= West End Slowdown =

The West End Slowdown was an annual charity Australian rules football match run by the Little Heroes Foundation, formerly named the McGuinness–McDermott Foundation, to raise funds to improve oncology treatment for South Australian children.

The match is held at the end of the regular AFL season, with teams drawn mostly from retired AFL and SANFL players, augmented with a sprinkling of celebrities who over the years have included former World number 1 tennis player Lleyton Hewitt, singer Guy Sebastian and Australian media personality and actor Andrew Daddo. The ex-players competing are mostly those who represented either the Adelaide Crows or the Port Adelaide Power during their AFL career, even if they only played a minimal number of games for the club.

Port Adelaide can call on ex-Port Adelaide Magpies players while the Crows can usually call on any player who has ever been on their playing list, including ex-Port Magpies players who played at the Crows. Players who played for both the Magpies and the Crows have the option of choosing who they play for, e.g. Greg Anderson who started his senior career with the Magpies in the SANFL in 1983, played 121 games for the club and won the Magarey Medal in 1986 and Magpies premierships in 1995 and '96, plays for the "Crows" in the Slowdown. David Brown who also started with the Magpies, was an inaugural Crows member and played 69 games for the club and played also for the Power in the AFL represents the "Power" in Slowdowns.
========================================
Short exercise 1 —
According to the article on the West End Slowdown, in what year did Greg Anderson win the Magarey Medal?
The article and the entries that follow it were taken from separate sources.
========================================
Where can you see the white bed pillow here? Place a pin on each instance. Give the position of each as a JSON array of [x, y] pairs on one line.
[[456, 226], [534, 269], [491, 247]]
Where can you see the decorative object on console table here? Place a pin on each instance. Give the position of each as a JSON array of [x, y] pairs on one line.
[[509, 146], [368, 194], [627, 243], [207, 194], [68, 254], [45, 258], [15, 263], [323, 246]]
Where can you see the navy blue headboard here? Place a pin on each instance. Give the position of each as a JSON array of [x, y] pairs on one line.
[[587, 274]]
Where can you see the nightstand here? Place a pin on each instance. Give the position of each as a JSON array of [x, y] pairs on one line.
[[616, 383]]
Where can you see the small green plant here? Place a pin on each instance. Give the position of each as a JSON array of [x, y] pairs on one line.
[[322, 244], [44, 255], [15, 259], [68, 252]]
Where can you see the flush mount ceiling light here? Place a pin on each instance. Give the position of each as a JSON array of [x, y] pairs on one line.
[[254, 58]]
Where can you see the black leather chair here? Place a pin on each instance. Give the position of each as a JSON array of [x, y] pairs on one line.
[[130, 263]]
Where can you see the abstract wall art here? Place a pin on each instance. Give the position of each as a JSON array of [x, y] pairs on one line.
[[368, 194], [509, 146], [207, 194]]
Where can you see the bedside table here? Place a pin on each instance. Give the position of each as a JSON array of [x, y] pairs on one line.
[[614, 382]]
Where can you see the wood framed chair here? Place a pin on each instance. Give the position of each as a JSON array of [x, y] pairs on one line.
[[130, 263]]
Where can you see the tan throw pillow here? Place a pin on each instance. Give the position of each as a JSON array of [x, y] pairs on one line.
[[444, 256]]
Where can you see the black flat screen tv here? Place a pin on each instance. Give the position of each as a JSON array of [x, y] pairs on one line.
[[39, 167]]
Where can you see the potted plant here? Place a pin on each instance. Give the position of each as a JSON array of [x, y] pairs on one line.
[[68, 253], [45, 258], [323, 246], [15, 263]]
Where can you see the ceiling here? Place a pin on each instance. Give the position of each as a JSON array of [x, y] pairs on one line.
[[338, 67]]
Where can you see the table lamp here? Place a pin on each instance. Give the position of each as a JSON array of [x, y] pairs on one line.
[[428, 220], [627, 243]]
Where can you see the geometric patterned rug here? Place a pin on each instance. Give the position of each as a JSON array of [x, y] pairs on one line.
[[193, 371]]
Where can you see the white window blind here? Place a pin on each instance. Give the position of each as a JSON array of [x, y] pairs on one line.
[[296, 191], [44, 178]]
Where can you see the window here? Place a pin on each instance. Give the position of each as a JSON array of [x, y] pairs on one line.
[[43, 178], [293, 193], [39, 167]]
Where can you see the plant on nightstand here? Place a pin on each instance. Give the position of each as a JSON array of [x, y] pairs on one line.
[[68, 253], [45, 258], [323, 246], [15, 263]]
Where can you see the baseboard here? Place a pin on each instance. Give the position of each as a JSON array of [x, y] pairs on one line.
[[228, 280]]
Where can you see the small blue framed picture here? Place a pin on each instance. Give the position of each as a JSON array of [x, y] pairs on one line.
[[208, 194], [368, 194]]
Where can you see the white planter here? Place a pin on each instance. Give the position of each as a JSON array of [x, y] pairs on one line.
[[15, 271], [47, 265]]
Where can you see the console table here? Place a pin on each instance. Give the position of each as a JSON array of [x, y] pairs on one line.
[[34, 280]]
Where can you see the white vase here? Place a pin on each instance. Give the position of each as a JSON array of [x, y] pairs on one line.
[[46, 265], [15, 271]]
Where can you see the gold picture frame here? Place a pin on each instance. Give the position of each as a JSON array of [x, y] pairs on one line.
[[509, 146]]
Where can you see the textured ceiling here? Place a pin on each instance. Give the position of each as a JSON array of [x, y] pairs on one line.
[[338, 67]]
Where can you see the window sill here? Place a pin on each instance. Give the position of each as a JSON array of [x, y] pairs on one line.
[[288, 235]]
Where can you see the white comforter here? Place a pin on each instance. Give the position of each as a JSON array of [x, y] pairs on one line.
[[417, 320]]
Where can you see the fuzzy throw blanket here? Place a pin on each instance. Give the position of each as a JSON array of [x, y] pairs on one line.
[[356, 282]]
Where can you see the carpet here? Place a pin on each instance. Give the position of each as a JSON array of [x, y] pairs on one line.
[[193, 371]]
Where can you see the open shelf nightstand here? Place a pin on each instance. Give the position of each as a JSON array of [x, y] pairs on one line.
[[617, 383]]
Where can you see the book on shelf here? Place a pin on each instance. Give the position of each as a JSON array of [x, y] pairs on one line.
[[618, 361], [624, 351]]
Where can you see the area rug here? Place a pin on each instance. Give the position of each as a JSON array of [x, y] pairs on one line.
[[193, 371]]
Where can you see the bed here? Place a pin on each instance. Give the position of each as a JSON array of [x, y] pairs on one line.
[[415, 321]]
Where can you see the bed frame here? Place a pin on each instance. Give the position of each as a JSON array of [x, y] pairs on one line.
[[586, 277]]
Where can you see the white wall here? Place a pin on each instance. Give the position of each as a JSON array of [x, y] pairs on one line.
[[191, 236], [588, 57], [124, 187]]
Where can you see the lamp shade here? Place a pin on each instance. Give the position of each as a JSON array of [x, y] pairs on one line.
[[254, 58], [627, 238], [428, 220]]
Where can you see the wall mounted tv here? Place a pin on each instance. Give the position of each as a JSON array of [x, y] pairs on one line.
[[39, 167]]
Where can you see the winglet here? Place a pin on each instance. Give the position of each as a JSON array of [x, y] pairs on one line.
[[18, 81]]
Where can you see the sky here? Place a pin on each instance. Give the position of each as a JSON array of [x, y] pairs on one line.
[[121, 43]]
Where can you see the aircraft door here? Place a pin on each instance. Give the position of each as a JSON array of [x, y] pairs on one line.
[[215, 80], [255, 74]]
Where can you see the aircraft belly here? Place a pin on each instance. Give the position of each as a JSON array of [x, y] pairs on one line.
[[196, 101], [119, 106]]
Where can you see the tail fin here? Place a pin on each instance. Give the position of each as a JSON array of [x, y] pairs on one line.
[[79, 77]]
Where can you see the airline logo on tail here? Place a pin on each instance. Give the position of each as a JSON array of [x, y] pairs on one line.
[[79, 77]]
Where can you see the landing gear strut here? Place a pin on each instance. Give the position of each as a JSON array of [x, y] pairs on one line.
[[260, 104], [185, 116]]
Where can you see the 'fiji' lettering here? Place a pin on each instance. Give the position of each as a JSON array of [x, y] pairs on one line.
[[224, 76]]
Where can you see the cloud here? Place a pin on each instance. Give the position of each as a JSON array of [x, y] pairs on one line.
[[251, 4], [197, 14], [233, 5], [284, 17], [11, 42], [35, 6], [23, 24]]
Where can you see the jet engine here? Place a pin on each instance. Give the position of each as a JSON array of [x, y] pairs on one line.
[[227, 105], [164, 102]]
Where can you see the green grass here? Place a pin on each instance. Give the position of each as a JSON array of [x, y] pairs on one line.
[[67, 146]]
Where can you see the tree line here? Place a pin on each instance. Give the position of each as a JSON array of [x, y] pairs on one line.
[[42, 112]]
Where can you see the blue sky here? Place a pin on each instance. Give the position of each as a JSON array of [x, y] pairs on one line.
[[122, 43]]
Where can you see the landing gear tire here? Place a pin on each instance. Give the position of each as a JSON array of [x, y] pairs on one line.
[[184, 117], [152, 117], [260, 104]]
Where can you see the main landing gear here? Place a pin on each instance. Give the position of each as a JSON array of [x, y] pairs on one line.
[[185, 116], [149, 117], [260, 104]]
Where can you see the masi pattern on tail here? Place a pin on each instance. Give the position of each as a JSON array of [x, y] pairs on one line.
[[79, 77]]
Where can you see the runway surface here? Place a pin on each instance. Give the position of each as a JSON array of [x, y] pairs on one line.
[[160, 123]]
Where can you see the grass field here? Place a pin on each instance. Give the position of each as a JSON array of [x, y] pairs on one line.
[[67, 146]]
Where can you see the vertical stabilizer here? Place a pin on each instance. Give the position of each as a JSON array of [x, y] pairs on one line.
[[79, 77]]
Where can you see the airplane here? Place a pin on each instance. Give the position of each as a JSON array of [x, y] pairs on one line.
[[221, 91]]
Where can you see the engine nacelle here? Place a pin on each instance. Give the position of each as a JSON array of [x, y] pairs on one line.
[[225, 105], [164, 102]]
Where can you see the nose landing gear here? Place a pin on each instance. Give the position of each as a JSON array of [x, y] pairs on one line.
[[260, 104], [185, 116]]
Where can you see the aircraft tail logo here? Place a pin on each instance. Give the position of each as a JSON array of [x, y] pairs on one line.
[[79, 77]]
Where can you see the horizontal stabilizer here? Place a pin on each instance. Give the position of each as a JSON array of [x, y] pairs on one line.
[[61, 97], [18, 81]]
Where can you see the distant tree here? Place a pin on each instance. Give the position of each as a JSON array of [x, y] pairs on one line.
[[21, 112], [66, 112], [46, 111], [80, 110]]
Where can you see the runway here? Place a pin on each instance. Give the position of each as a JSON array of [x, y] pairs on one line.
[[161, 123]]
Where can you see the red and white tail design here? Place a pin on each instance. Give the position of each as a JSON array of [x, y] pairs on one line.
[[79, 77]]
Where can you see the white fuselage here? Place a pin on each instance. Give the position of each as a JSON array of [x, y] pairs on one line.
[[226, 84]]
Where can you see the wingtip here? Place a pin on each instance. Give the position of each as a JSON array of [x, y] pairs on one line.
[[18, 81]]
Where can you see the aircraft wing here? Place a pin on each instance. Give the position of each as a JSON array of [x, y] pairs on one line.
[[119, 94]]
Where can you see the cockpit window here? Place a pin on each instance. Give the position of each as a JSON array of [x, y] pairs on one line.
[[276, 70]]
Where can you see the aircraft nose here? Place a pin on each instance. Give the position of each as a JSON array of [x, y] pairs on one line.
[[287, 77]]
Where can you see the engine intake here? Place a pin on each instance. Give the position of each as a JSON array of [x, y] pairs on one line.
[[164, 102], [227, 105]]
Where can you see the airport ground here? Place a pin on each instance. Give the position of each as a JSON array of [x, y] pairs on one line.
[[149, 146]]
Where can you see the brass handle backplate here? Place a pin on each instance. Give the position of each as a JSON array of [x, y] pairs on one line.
========================================
Short exercise 2 —
Give the entries from their first line up to and including the line with "[[587, 274]]" as a Markdown table with the columns Row and Line, leaving out blank lines.

Result 1 —
1986

Result 2 —
| Row | Line |
|---|---|
| 1 | Where can you see the white bed pillow here? Place a pin on each instance. Give the position of each as a JSON array of [x, y] pairs on one line. |
| 2 | [[456, 226], [534, 269], [491, 247]] |
| 3 | Where can you see the decorative object on console table here? Place a pin on each instance. Give the position of each as a JSON array of [x, y] pairs on one line. |
| 4 | [[509, 146], [368, 194], [627, 243], [207, 194], [68, 254], [45, 258], [15, 263], [323, 246]] |
| 5 | Where can you see the navy blue headboard here? Place a pin on each instance. Give the position of each as a JSON array of [x, y] pairs on one line. |
| 6 | [[587, 274]] |